Alte Fleiwa

1.500 Schweine am Tag

 

Viele kennen den hoch aufragenden Turm und das Gelände „Alte Fleiwa“ zwischen Ziegelhof- und Haareneschviertel. Dass es sich bei dem Turm um den Wasserturm für die Energieversorgung der ehemaligen Fleischwarenfabrik („Fleiwa“) handelt, die von 1924 bis 1988 an dieser Stelle existiert hat, ist vermutlich weniger bekannt. Im April 1923 verkaufte die Stadt zwei Grundstücke zu beiden Seiten des verlängerten Philosophenwegs an den Unternehmer Georg Bölts. Der Auftakt war gemacht für den Bau der Fleischwarenfabrik Bölts AG. Mitten in einem, eigentlich als reines Wohnviertel ausgewiesenen Areal begannen im Herbst des Jahres die Baumaßnahmen für die Fabrik auf dem 100.000 Quadratmeter großen Gelände. Ein Jahr später wurde die Produktion aufgenommen.

Nach einer starken Inflation nach dem Ende des Ersten Weltkriegs und einer kurzen Phase der Stabilisierung setzte ab Herbst 1922 eine Hyperinflation ein, der Wert der Reichsmark sank rapide. Die Versorgung der Bevölkerung war problematisch, Getreide und Kartoffeln waren Mangelware. Und so war es beispielsweise verboten, diese Lebensmittel für die Schweinemast zu verwenden. Wieso wurde ausgerechnet in einer solchen Zeit eine große fleischverarbeitende Fabrik geplant mit etwa 500 Arbeitsplätzen?

1922 hatte sich in Oldenburg eine Gesellschaft gegründet, deren Ziel es war, die Lieferung von Futtergetreide aus den USA im Austausch gegen heimische Schweinefleischproduktion für den englischen Markt auszuhandeln. Dieses sogenannte Kompensationsgeschäft wurde bargeldlos und ohne Devisen abgewickelt und umging somit die ständig an Wert verlierende deutsche Währung. Somit lohnte sich die Fleischproduktion in großen Mengen. Einer der Gesellschafter war Georg Bölts, dessen Familie seit 1886 im Ammerland einen fleischverarbeitenden Betrieb führte. Er sah seine Chance gekommen zu expandieren. Für die Stadtverwaltung hatte die Ansiedlung der Fabrik große finanz- und wirtschaftspolitische Bedeutung und so wurde man sich schnell einig. Mit der Aussicht einen florierenden Betrieb in schwierigen Zeiten etablieren zu können, gab es kaum Bürgerproteste bezüglich des Standorts in einem Wohngebiet.

AUFGABE: Wann verkaufte die Stadt laut dem Seitentext die zwei Grundstücke am verlängerten Philosophenweg an Georg Bölts? Die Zeilen stammen aus einer anderen Quelle als der Seitentext.

BEREITGESTELLTE ANGABEN:
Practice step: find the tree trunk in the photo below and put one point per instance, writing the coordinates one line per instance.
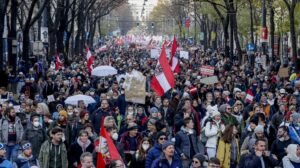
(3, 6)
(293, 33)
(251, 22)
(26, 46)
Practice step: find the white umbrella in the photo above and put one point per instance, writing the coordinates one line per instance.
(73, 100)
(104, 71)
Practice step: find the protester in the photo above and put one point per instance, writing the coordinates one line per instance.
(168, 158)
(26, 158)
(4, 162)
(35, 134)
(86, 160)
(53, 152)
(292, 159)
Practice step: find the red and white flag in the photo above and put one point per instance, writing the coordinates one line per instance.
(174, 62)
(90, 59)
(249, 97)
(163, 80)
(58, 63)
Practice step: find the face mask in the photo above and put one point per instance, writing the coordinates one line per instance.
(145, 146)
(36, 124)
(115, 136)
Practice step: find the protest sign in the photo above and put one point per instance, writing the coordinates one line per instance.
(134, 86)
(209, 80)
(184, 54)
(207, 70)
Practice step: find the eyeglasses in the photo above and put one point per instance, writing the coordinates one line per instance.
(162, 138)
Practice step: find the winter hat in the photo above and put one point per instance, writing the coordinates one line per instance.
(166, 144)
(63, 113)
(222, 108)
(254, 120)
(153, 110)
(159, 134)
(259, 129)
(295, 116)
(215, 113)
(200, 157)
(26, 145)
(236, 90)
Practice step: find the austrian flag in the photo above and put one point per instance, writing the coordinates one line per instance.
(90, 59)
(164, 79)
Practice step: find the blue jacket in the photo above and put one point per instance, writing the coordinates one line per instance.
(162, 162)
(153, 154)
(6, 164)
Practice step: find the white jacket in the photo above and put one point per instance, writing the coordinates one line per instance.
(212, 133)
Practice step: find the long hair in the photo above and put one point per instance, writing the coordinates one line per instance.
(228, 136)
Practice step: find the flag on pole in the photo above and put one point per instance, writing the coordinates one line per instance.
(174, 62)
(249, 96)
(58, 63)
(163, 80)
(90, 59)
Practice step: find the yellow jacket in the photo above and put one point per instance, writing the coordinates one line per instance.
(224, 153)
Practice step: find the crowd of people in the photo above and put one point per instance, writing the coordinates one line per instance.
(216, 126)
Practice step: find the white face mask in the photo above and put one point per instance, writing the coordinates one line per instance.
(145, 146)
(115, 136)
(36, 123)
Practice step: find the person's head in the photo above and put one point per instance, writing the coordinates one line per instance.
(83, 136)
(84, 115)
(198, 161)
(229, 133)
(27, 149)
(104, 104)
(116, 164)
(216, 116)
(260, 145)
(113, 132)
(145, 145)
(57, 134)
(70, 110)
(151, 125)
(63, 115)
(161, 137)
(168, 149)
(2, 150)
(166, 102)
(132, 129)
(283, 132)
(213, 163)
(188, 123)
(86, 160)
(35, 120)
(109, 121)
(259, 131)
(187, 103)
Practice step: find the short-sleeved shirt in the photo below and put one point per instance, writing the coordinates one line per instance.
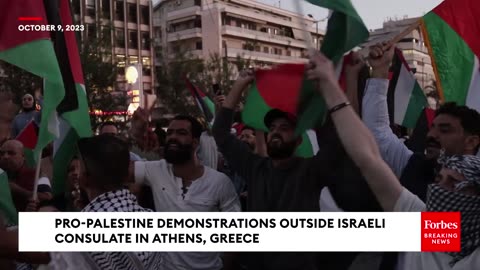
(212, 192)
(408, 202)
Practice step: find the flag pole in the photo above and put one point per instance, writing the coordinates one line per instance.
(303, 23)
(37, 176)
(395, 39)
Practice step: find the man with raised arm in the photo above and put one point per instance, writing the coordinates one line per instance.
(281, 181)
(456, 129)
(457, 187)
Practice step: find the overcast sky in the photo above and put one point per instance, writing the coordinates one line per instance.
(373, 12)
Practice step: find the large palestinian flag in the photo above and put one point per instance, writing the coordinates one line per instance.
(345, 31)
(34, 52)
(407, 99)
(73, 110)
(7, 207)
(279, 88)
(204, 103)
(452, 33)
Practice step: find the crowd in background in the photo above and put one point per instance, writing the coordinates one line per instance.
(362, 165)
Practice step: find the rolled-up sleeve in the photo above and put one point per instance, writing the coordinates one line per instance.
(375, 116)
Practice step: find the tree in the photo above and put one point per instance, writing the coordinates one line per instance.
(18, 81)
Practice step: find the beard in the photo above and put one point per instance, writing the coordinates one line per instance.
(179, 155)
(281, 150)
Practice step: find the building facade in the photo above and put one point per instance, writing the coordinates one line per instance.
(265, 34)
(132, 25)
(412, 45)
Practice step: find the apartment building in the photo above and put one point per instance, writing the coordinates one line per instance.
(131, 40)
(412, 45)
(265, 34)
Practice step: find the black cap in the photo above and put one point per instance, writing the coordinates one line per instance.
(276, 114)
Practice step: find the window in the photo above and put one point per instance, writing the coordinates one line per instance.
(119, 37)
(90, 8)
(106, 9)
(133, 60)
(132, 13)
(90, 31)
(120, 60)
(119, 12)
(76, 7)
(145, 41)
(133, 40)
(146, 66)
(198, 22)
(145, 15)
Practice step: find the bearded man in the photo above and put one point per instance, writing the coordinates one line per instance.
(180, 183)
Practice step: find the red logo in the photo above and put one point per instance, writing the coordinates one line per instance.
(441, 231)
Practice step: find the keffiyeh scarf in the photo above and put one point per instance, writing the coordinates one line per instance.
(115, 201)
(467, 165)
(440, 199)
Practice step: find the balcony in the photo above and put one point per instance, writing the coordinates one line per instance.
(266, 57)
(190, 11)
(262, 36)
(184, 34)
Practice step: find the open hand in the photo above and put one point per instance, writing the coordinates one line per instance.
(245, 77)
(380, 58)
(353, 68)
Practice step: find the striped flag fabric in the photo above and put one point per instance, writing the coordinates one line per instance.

AUSGABE: Im April 1923.